- AIM
Reproduce the rows that open with the line containing "For every instance of the blue blanket, put" and close with the line containing "(1055, 128)", replacing every occurrence of "thickest part" with "widest part" and leaving everything else unchanged. Omit the pictures from your answer.

- PROVIDED INFORMATION
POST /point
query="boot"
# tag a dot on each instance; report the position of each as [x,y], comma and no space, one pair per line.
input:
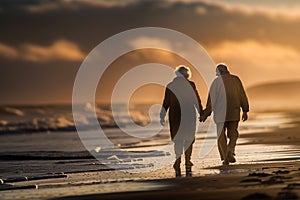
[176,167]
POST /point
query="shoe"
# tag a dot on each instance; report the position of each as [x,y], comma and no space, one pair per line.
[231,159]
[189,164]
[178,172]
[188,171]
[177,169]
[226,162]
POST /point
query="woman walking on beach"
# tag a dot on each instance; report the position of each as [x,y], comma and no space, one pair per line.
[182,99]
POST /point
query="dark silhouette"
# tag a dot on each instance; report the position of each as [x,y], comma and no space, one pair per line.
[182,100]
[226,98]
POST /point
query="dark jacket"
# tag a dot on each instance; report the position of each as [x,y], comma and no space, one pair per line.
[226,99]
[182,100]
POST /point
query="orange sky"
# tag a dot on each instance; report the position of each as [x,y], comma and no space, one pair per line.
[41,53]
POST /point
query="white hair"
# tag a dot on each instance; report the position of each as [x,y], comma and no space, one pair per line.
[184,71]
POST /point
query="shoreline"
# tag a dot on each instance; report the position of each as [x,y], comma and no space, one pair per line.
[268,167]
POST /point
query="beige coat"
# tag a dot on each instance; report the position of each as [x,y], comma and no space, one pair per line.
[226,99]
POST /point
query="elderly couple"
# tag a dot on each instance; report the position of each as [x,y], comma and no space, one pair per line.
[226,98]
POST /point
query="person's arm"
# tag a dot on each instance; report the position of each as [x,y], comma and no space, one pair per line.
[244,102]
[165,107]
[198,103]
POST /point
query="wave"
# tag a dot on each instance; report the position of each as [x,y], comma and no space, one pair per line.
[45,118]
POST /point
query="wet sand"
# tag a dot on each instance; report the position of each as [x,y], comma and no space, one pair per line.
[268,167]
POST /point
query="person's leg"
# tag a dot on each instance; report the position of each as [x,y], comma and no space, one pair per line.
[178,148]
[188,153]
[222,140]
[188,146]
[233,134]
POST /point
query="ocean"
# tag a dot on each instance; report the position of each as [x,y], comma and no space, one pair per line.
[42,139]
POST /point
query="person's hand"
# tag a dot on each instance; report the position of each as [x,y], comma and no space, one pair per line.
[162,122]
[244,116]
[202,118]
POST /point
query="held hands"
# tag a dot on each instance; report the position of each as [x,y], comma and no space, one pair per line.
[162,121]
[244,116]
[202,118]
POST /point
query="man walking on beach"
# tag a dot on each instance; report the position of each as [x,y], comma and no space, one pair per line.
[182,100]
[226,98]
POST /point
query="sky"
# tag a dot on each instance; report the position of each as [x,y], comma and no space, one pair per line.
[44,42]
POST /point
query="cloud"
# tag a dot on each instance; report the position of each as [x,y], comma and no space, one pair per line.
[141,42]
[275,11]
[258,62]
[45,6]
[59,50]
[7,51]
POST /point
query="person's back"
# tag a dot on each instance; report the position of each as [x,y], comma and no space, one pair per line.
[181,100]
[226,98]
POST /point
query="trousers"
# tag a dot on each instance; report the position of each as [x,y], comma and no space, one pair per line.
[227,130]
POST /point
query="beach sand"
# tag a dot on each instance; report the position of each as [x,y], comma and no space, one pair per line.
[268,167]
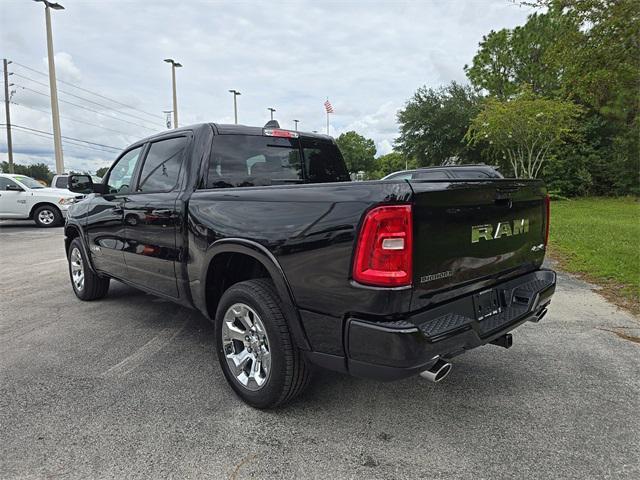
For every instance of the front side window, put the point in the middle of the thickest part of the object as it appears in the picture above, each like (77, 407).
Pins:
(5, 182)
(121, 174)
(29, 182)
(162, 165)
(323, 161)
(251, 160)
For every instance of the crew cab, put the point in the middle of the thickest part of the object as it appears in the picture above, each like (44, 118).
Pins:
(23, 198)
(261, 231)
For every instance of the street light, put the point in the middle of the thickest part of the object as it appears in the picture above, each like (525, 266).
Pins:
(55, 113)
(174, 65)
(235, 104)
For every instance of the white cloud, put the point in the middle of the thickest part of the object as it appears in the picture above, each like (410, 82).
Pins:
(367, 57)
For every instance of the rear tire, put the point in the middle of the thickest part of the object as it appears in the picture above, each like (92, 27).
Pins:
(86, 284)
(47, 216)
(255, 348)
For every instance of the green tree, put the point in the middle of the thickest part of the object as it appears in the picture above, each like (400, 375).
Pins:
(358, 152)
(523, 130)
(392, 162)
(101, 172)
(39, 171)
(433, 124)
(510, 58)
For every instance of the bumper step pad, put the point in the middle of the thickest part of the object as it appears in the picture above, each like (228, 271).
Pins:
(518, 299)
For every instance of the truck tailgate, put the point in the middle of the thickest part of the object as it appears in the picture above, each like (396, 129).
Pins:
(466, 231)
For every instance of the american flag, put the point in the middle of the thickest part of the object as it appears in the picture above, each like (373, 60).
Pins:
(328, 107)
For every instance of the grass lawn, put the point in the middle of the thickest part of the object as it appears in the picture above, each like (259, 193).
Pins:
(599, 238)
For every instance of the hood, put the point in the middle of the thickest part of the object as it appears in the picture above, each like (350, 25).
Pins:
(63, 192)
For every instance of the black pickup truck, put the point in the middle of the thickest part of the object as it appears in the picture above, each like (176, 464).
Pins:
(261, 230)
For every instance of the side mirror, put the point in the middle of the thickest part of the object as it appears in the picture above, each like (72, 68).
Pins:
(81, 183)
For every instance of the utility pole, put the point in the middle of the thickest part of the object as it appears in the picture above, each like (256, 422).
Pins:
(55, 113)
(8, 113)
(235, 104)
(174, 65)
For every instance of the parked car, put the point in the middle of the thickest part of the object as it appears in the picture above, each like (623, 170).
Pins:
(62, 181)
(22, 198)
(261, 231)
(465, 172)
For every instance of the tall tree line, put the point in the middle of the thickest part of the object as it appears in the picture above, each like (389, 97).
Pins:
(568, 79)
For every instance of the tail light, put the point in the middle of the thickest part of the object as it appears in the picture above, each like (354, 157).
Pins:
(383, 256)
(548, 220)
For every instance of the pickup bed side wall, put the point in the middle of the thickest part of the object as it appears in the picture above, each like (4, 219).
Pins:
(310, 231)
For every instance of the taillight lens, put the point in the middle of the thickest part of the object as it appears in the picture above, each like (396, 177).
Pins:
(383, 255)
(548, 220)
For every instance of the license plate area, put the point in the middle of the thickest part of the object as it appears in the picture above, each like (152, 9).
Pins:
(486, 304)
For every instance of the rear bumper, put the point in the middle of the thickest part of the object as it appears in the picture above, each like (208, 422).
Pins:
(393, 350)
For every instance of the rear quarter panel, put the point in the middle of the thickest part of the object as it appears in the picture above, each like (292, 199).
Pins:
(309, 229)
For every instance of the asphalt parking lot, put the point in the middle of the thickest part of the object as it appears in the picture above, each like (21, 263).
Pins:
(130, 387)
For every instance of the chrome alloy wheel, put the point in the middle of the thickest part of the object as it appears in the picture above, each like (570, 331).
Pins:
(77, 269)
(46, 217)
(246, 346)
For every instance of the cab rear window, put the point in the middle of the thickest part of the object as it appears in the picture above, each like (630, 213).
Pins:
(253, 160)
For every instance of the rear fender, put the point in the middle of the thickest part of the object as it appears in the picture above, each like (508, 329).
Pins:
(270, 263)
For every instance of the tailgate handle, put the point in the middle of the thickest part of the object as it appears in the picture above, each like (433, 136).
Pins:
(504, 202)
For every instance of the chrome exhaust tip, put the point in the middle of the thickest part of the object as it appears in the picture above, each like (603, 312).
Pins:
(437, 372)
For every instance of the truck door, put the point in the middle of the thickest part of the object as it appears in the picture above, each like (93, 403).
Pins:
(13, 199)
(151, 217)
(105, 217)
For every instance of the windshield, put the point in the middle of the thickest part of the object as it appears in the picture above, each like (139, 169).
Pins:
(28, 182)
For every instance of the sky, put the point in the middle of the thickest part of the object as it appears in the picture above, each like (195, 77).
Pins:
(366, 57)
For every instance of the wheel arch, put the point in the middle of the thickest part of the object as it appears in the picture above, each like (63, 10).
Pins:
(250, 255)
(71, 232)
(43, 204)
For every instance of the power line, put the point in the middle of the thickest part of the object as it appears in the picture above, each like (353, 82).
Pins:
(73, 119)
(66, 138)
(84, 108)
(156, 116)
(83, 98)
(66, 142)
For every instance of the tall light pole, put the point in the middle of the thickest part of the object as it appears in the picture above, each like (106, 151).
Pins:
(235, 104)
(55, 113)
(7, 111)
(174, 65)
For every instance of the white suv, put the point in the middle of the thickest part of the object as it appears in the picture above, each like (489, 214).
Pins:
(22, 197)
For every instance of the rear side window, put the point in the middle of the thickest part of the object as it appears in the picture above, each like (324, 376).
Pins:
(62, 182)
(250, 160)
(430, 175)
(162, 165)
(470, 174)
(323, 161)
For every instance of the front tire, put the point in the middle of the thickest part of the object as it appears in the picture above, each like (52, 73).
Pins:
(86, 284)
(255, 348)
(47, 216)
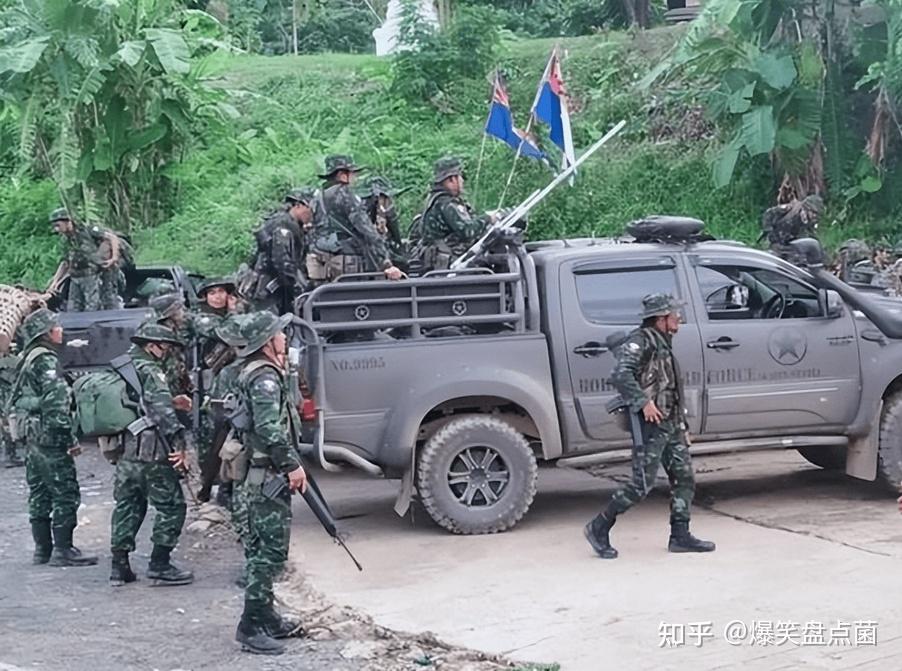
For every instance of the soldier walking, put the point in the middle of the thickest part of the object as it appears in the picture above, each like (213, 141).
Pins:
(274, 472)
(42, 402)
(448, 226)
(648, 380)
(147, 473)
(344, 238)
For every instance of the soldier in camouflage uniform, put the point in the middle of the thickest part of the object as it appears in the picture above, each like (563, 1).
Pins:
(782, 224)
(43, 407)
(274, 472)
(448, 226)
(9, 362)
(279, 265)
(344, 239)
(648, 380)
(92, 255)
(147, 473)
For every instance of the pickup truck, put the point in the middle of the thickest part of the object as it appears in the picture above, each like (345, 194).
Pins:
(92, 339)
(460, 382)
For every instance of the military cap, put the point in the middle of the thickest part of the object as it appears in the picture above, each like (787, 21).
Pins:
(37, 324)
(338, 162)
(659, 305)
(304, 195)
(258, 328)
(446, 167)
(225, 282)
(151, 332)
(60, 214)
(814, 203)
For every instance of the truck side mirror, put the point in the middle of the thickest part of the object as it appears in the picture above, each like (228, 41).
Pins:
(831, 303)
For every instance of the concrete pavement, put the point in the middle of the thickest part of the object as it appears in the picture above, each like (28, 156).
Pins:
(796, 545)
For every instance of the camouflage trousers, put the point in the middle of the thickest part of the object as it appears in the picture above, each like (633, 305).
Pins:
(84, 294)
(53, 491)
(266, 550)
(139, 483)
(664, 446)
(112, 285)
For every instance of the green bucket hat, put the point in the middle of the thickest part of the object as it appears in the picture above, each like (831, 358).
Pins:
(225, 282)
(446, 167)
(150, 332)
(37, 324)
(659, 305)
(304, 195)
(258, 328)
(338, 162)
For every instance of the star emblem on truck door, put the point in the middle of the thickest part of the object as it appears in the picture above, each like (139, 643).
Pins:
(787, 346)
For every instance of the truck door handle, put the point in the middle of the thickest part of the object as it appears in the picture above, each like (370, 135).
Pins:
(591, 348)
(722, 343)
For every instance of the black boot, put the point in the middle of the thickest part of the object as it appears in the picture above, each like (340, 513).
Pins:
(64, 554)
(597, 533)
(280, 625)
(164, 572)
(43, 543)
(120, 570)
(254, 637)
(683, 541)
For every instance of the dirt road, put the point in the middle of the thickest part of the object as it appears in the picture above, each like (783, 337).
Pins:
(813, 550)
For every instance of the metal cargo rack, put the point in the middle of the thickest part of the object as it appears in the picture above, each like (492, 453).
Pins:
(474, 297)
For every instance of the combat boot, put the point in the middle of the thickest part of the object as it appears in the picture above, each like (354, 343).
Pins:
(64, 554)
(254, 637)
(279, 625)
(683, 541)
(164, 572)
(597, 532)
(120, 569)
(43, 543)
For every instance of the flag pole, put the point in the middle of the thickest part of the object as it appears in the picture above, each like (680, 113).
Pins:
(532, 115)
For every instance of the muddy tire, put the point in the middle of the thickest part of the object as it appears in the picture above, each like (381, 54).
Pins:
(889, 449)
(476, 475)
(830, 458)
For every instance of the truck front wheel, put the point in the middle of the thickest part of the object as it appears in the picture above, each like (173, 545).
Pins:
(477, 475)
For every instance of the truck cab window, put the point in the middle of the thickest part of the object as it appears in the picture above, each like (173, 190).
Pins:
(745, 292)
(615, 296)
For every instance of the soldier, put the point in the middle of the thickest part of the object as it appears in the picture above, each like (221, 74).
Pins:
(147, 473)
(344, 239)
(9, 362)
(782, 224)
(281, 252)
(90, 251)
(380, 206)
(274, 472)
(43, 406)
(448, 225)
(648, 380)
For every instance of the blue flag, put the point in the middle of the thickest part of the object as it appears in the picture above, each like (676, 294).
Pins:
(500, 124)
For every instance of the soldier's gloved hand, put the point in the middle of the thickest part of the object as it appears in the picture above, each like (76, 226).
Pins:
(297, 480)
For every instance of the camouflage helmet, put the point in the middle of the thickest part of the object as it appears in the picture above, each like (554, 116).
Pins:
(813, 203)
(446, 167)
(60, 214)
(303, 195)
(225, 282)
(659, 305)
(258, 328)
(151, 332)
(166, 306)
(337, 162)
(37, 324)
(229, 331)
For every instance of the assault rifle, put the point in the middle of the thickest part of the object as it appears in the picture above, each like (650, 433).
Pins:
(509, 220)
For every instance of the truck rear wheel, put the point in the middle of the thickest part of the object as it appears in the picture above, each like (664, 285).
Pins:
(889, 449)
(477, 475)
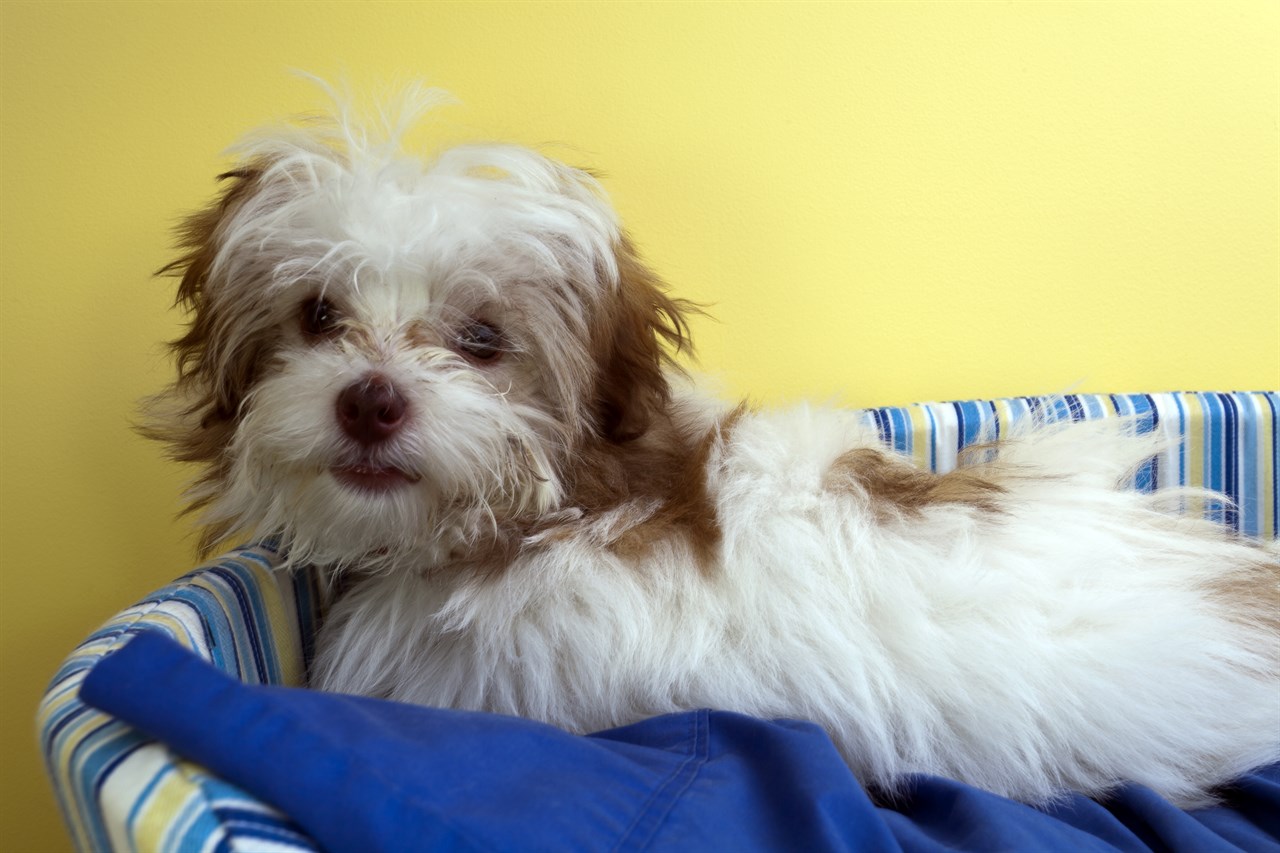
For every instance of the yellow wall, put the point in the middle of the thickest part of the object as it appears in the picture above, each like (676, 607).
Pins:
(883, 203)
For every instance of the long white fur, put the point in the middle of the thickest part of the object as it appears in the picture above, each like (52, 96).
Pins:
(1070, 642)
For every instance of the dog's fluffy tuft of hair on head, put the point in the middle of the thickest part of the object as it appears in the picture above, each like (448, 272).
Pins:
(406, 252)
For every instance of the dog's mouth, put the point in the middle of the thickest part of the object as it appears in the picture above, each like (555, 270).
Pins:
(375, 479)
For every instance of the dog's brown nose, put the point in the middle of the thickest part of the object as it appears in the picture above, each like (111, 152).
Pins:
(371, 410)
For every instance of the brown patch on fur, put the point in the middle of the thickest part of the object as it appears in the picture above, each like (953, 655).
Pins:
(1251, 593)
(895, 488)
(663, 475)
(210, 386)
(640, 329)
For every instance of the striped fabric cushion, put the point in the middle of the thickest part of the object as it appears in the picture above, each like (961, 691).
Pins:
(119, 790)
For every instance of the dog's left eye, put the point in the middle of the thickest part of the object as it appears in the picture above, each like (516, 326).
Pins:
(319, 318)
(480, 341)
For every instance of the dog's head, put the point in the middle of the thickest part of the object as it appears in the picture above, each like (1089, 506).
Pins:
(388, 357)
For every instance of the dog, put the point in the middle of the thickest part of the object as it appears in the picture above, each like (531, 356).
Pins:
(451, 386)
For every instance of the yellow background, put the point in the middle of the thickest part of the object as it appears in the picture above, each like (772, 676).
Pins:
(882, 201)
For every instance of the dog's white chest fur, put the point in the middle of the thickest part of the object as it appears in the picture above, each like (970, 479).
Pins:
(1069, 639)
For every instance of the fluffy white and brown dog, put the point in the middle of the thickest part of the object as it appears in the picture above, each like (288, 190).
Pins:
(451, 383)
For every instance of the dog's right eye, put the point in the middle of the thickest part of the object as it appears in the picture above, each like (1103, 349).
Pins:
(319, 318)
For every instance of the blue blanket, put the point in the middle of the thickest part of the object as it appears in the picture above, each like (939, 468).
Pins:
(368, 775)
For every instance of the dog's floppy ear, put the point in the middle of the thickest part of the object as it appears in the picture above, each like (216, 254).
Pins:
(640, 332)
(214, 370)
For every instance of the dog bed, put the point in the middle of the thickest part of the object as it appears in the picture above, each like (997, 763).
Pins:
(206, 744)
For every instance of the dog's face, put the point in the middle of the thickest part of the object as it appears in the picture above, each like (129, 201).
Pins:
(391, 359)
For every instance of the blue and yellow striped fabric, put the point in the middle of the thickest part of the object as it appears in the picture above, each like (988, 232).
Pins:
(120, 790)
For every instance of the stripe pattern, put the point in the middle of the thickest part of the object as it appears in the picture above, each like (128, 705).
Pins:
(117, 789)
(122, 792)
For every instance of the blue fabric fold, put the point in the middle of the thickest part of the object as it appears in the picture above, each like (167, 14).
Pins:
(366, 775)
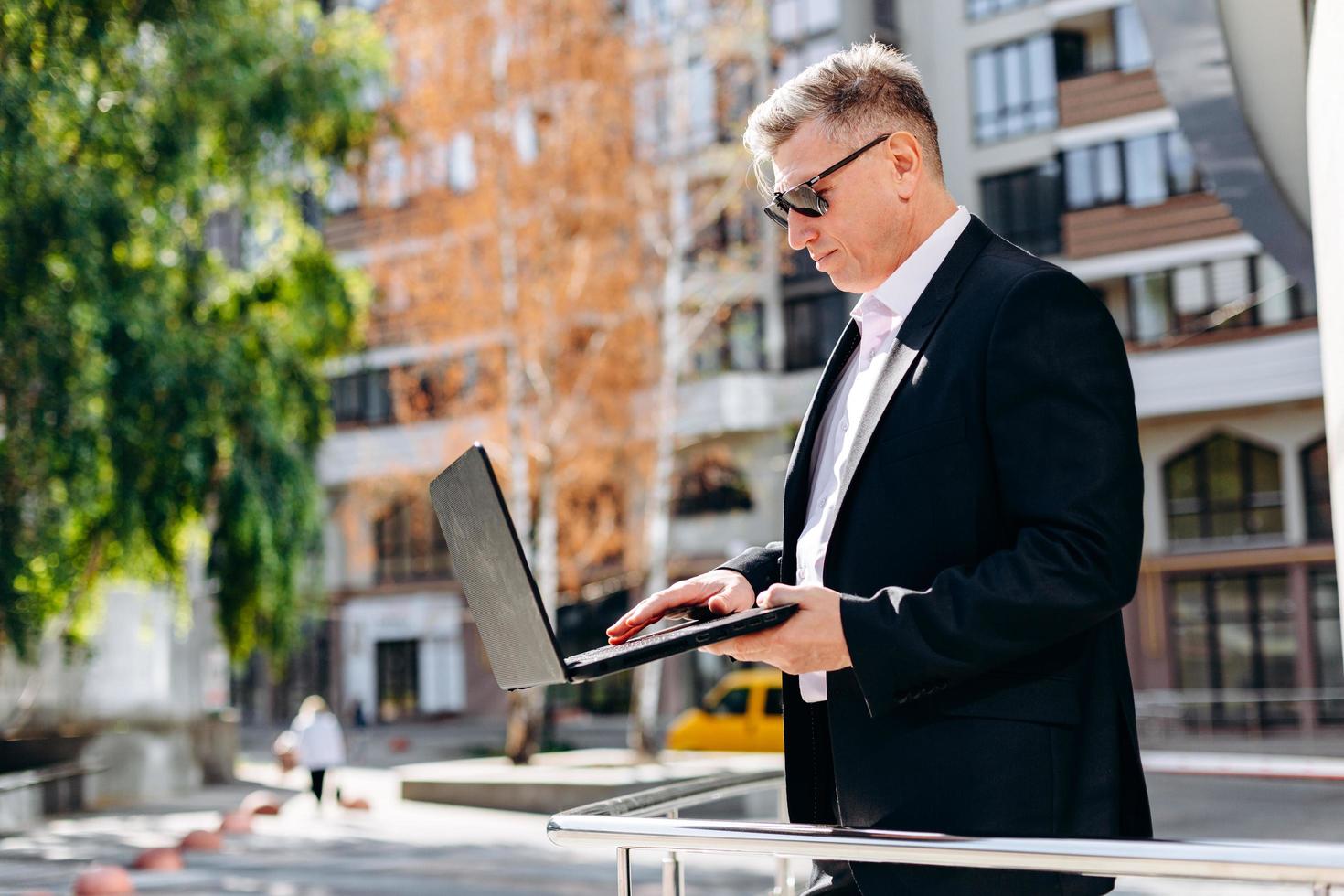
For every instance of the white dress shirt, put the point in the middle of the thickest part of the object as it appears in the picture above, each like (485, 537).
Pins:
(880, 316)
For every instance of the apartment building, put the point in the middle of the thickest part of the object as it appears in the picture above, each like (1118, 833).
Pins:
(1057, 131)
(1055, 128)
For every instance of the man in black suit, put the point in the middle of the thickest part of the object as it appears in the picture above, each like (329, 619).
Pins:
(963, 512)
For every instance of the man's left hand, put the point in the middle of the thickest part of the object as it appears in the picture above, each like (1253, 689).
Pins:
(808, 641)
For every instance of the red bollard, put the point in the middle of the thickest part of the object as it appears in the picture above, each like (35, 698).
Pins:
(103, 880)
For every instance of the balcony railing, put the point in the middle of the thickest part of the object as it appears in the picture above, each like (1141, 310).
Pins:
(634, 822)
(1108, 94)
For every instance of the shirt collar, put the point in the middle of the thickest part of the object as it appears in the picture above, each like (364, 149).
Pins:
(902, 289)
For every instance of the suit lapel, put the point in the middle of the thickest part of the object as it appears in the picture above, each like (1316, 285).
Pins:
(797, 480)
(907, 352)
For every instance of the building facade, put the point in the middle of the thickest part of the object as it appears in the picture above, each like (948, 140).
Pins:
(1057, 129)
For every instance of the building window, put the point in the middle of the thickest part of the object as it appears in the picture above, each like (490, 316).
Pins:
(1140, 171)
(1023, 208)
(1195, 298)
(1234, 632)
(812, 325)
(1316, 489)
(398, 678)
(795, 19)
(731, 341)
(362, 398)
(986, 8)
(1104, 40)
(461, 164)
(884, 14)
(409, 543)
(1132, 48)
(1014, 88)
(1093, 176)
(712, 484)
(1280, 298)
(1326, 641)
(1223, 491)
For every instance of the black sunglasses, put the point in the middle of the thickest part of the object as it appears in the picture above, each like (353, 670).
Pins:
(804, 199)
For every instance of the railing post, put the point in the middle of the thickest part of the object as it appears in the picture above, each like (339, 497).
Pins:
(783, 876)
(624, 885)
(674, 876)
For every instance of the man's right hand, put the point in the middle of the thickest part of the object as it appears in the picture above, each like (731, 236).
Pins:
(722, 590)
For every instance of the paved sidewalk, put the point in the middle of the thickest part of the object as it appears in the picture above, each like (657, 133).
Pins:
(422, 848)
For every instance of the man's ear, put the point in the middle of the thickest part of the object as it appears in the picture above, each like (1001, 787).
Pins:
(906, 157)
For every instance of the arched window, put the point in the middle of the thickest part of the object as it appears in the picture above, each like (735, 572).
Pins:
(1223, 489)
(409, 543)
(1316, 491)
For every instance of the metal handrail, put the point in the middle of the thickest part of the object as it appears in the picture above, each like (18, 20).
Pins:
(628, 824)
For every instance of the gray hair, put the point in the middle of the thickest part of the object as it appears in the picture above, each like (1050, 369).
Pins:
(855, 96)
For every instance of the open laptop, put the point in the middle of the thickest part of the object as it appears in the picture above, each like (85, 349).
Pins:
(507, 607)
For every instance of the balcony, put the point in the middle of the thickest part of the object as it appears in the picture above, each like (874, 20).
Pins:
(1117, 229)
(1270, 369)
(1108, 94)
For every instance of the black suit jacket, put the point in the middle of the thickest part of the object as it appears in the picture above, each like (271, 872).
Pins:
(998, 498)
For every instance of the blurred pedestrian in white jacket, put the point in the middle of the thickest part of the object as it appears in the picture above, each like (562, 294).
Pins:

- RESPONSE FOR THIS EXERCISE
For every instance of the blue blanket, put the point in the middle of the widest part of the object as it appears in the picture above, each like (939, 468).
Pins:
(368, 775)
For every instance of the dog's floppy ear, put the point in the middle of the widest part of the object as it appears in the picture above, each like (216, 254).
Pins:
(640, 332)
(214, 370)
For every instance of the dog bed, put the point in the middle of the widest part of the object as it appears in the picture above, each like (997, 763).
Pins:
(206, 744)
For every instance of the dog's face, put the point in the middle of the widest part of the object as it appears in the picture above, each like (129, 201).
Pins:
(391, 359)
For every instance of the blue and yellow striped fabric, put the point in the middle of the widest part of the object as it appears in the picture above, each like (988, 232).
Pins:
(120, 790)
For every instance of the stripe pattern, put the point in the middle of the widest part of the object as it appears in the picture above, each like (128, 705).
Pins:
(117, 789)
(122, 792)
For every instance of the blue fabric fold, put the point in the middle of the widest part of the object as it appears in the picture above, each like (167, 14).
Pins:
(366, 775)
For every instance of the white dress shirt, put the point in the middle of the widest part of the object as it appears in the picture above, each like (485, 537).
Pins:
(880, 316)
For every instance of the apartment building, put the point in the middle of the widest part of the object as it appears in the picture above, each like (1118, 833).
Pins:
(1057, 131)
(1055, 128)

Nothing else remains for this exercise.